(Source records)
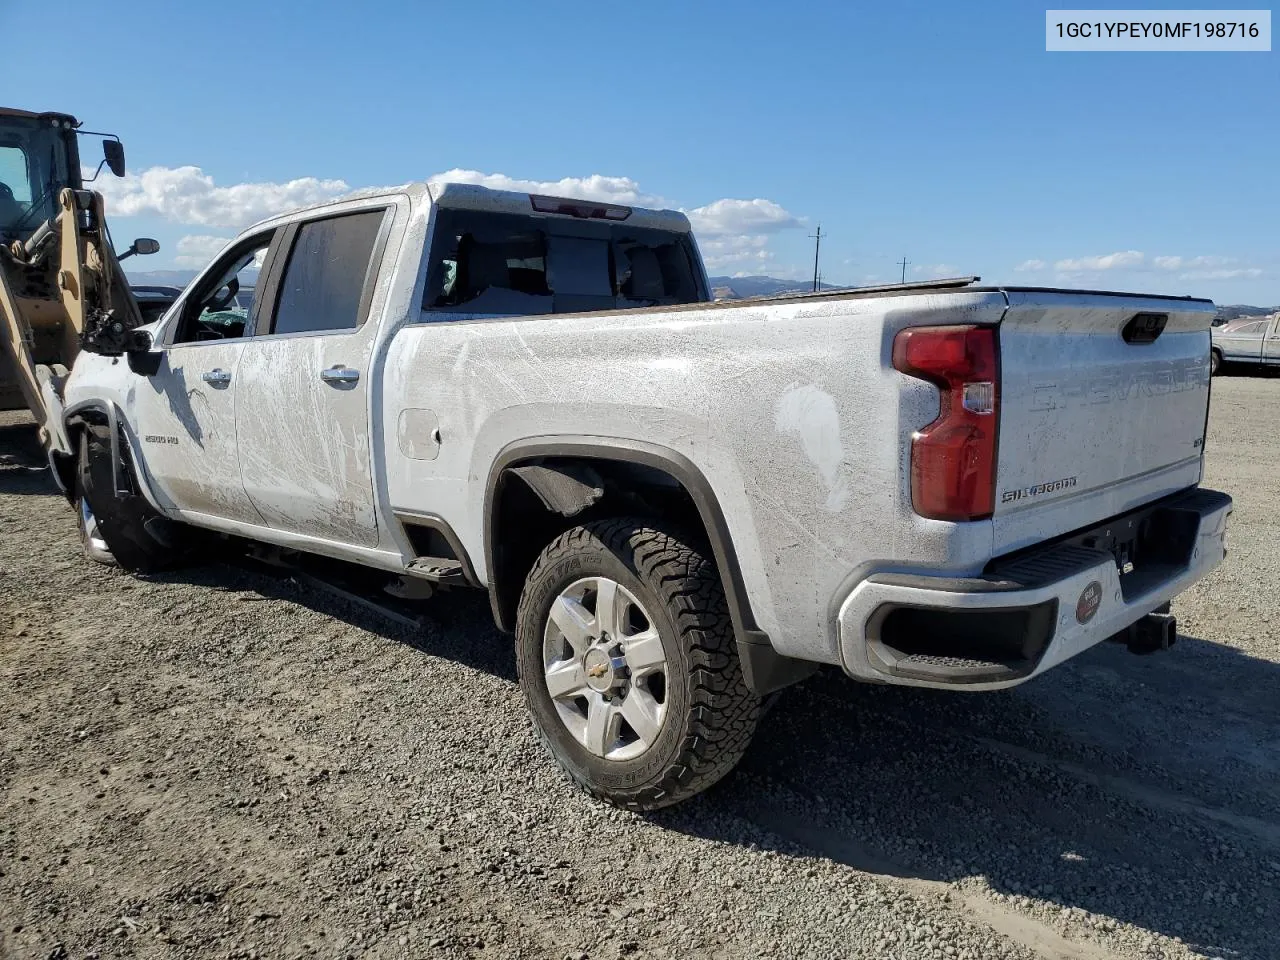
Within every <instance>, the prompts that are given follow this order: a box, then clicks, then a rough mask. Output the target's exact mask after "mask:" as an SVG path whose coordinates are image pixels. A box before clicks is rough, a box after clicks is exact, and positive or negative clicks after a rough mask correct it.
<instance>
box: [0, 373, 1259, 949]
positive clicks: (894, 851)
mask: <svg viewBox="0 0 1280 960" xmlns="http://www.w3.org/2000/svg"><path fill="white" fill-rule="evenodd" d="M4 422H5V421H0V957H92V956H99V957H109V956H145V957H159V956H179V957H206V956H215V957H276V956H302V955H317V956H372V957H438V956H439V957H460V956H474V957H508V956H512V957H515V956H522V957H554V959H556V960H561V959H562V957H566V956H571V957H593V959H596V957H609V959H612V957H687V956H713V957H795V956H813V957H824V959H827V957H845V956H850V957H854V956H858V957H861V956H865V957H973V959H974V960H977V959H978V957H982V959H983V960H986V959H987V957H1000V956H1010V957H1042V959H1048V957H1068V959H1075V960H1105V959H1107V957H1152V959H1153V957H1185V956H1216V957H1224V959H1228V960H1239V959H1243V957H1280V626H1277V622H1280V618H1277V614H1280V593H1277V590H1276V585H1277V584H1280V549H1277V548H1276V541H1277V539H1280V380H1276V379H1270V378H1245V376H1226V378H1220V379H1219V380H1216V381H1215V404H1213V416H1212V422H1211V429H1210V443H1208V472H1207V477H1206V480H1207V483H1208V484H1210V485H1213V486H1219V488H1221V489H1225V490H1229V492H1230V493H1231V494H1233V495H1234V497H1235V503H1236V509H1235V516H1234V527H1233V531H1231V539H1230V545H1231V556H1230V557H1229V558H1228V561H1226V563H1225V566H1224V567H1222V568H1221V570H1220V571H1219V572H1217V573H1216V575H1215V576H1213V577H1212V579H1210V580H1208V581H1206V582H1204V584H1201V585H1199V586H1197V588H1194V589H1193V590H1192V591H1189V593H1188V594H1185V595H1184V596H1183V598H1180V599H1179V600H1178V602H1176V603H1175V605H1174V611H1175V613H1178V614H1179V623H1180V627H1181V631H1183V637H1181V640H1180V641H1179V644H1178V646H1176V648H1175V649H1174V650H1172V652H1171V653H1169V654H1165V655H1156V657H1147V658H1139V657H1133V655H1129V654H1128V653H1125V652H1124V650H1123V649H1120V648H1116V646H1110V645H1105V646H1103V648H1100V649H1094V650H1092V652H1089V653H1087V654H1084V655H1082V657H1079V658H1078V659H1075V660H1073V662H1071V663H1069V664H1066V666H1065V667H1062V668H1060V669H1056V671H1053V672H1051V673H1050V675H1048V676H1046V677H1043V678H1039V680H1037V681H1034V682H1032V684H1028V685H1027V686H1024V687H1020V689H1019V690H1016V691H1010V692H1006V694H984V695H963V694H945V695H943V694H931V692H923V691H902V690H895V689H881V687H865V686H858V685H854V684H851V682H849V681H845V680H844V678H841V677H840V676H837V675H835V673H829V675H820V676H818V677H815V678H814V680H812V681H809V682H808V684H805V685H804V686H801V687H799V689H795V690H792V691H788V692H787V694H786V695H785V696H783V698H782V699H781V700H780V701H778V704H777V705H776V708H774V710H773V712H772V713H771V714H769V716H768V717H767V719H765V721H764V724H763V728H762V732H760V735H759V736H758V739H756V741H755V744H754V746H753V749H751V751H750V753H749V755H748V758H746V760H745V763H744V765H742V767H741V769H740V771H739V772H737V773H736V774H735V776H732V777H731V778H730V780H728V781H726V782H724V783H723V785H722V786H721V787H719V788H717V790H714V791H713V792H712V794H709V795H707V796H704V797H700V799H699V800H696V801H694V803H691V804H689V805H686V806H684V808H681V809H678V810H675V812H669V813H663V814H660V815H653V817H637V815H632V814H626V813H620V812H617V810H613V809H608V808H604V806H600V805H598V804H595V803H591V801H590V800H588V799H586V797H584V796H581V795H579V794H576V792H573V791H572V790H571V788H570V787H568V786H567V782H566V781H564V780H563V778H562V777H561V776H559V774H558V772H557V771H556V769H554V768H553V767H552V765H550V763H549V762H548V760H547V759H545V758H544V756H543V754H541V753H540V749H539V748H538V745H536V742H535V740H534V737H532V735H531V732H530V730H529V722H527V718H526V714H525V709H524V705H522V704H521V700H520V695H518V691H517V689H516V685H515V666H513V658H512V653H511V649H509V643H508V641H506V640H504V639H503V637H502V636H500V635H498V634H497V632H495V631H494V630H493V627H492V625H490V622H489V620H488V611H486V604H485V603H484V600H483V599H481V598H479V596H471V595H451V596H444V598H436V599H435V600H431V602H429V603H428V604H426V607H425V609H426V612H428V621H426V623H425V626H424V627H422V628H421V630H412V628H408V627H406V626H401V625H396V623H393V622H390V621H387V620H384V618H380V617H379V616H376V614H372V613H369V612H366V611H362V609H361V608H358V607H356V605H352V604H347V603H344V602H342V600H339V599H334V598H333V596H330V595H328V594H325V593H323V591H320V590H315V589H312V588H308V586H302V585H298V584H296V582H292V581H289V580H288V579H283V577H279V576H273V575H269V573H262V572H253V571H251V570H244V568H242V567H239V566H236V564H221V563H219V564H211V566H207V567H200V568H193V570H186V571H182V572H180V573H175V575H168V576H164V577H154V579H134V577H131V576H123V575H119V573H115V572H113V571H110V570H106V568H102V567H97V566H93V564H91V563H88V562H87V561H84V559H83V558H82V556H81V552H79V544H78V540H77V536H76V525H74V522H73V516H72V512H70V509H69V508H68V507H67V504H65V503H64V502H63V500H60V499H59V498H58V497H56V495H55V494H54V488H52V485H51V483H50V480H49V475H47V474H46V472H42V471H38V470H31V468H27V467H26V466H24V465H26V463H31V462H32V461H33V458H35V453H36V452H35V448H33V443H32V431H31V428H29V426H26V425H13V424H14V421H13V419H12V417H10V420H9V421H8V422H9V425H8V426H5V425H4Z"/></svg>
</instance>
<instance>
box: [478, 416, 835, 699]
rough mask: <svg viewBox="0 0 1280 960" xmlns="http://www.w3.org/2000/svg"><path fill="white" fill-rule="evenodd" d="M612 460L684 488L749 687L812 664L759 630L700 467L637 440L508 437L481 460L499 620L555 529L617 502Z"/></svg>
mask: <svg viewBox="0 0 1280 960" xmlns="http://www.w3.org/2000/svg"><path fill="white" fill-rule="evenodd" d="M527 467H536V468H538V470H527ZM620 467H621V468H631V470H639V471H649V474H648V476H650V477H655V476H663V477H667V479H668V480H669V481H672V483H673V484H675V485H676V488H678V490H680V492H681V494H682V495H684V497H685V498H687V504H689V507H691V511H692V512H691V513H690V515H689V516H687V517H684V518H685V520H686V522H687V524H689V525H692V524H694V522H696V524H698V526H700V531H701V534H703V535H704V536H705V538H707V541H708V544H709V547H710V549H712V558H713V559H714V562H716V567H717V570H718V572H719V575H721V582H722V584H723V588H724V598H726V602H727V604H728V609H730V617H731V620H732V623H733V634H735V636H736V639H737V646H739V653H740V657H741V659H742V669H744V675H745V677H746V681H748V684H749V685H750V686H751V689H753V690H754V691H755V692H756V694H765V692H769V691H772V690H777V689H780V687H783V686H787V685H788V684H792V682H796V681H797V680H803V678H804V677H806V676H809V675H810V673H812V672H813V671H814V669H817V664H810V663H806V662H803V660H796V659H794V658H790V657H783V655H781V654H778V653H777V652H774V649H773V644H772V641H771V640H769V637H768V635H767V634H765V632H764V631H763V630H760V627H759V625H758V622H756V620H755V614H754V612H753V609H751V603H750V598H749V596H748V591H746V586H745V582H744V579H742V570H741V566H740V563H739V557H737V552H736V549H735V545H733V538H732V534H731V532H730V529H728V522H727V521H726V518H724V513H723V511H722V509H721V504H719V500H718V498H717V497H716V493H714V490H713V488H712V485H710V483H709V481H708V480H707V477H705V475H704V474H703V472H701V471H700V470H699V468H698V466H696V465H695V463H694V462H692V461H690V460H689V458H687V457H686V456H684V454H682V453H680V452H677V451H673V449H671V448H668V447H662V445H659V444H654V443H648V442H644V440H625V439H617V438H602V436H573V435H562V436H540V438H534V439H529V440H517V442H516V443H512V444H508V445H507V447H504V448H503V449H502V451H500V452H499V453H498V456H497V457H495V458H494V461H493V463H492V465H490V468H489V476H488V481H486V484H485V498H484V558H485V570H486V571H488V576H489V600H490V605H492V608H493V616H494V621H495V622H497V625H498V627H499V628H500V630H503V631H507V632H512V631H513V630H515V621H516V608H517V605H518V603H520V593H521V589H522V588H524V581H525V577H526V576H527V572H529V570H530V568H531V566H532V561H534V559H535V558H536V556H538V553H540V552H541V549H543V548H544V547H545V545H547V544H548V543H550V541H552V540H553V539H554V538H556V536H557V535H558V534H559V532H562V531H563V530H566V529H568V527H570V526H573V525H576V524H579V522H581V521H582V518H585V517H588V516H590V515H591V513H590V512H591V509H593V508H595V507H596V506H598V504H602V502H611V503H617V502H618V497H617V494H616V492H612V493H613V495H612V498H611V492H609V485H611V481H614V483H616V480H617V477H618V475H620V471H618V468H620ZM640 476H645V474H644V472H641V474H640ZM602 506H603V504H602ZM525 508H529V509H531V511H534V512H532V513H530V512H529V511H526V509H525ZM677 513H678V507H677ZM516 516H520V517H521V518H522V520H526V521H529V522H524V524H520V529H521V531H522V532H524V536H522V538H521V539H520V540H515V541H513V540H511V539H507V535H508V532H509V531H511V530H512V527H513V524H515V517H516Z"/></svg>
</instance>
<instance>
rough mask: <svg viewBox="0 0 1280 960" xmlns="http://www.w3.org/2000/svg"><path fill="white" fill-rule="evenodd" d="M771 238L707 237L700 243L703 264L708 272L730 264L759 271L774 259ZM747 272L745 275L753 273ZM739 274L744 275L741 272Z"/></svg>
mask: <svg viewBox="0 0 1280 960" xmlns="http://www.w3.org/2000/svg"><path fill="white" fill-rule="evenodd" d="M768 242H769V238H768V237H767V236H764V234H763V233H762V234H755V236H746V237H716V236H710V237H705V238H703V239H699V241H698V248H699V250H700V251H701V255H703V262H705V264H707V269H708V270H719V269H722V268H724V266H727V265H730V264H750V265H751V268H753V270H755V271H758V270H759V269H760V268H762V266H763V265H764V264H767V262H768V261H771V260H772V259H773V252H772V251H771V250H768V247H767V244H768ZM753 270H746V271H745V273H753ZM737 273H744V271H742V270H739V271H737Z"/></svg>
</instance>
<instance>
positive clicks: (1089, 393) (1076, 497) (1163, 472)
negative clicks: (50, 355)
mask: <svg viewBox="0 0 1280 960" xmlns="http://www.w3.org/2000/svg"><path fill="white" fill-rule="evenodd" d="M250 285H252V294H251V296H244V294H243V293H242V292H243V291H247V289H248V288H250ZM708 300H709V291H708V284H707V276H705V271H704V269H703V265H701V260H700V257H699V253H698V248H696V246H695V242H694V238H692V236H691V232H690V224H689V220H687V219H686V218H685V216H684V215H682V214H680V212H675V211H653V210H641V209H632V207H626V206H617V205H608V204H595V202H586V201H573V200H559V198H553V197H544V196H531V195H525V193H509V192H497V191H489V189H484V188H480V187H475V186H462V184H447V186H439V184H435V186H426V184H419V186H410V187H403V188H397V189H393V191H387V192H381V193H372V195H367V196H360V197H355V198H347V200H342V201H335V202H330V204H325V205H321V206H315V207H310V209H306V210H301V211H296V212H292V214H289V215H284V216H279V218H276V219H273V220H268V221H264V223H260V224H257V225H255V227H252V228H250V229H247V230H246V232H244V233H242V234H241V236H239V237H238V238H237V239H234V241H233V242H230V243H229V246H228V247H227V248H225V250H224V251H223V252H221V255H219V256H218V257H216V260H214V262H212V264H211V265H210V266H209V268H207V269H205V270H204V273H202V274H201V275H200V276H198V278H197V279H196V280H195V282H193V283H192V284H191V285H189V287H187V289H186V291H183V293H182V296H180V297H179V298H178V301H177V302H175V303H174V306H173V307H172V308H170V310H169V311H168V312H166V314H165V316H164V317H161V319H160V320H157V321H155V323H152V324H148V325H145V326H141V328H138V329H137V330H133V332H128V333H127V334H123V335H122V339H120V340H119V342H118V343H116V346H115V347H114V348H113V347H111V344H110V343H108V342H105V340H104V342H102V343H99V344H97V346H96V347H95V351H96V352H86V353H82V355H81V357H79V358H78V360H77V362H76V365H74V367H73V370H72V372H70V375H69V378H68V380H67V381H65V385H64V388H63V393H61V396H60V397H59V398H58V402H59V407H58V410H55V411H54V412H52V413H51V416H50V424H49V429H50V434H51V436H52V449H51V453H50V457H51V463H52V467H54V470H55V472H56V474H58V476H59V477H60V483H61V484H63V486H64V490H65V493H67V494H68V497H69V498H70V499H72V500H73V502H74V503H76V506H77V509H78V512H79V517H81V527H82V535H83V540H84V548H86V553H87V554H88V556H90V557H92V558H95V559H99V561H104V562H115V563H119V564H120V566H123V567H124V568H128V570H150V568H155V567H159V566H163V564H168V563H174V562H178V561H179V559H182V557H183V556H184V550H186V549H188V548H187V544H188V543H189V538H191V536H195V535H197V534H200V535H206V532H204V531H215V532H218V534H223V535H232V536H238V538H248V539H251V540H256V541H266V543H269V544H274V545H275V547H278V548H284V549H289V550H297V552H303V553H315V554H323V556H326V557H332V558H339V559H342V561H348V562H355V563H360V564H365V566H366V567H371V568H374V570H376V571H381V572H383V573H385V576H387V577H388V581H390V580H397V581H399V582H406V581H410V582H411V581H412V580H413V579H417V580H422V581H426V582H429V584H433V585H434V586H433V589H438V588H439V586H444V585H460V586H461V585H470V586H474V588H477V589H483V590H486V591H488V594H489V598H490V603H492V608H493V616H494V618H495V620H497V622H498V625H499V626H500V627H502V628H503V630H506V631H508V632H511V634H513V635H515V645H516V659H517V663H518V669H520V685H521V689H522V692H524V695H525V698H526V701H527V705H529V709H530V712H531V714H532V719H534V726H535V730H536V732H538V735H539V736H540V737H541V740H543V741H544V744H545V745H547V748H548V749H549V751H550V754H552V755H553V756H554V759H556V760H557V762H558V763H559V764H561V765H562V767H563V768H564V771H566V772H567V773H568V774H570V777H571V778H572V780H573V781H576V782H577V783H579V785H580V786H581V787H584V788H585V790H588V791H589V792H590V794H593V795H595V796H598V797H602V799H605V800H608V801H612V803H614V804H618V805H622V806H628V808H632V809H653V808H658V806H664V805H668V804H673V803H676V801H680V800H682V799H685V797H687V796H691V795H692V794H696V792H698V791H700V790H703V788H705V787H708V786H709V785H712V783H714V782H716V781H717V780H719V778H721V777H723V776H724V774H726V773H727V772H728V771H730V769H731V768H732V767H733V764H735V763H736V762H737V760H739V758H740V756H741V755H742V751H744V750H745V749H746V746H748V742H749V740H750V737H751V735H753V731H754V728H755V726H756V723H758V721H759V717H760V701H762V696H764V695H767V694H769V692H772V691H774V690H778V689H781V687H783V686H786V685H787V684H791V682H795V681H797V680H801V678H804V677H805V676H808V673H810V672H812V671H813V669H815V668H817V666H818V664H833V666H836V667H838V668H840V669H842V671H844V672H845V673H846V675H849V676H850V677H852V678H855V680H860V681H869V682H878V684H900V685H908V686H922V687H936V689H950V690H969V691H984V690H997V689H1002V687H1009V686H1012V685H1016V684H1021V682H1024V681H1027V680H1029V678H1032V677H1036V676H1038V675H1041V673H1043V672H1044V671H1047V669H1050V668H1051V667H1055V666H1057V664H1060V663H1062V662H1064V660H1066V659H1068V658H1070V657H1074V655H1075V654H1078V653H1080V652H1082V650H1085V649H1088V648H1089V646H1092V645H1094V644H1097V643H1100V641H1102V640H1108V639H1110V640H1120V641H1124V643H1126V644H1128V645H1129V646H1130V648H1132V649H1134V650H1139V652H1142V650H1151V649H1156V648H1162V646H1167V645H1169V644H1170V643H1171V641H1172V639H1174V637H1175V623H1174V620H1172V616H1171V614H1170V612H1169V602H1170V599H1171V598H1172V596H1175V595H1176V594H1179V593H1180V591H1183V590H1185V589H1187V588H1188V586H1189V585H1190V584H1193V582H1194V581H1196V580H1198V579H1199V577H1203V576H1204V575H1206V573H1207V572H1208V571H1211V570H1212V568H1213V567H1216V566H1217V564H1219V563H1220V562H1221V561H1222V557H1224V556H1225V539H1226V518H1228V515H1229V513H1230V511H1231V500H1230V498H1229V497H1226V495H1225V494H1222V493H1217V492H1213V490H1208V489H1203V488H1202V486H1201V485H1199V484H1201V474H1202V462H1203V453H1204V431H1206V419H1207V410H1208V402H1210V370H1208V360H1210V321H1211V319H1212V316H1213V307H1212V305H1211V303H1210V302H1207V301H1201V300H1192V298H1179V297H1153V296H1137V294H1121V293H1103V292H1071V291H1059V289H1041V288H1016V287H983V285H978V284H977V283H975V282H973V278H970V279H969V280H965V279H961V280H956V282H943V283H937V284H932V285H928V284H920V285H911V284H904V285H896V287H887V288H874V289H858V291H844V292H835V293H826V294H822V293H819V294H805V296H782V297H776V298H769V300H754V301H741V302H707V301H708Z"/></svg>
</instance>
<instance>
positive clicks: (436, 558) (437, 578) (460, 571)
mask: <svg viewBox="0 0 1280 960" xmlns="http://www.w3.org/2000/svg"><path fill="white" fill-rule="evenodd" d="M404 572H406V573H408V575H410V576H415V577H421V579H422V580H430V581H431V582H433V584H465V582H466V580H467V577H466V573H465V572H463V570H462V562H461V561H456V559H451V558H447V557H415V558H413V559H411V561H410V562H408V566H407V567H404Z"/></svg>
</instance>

HOW TO COMPLETE THIS TASK
Set out everything from the start of the records down to the line containing "positive clicks: (894, 851)" as a numbered list, one line per item, skipping blank lines and leaving out the pictures.

COMPLETED TASK
1. Within every <instance>, the prompts that are given follow this order: a box, then clicks, then a rough mask. Output the target's exact mask after "mask:" as an SVG path whose coordinates are image pixels. A box before clicks is rough, a box after clicks is exact, and positive or negative clicks after a rough mask correct it.
2. <instance>
3. box: [0, 373, 1259, 949]
4. positive clicks: (894, 851)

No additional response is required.